- _Instructions for the task_
Replace "trousers" with "pants" throughout the data below, leave everything else unchanged, and omit the pictures from your output.

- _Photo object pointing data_
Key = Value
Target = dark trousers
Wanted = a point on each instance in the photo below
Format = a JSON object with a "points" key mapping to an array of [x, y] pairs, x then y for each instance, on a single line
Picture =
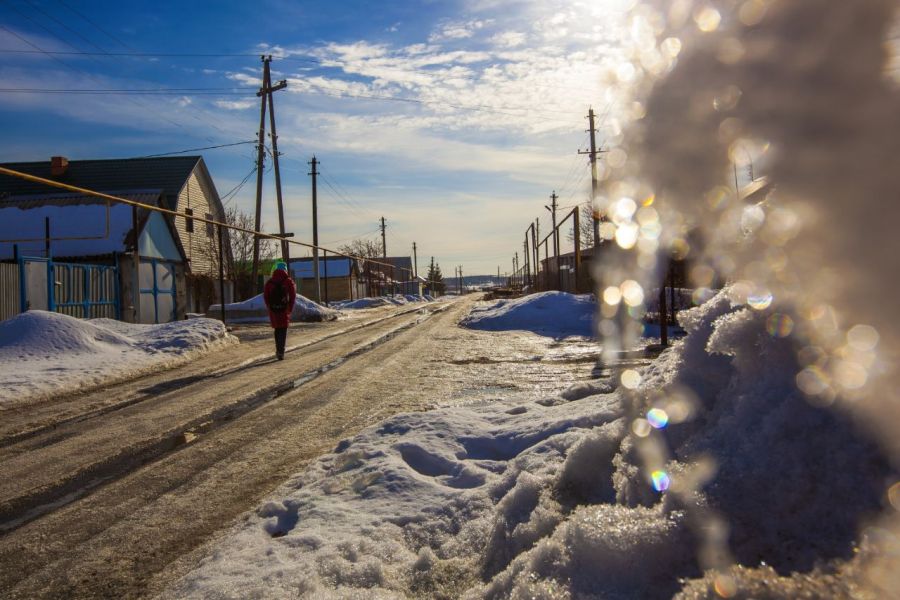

- _Reply_
Key = Value
Target = dark pants
Wanted = a point on each instance in the photo below
Format = a JSON object with a "points" key mapping to an array of [x, y] pairs, x then y for each instance, on a single line
Picture =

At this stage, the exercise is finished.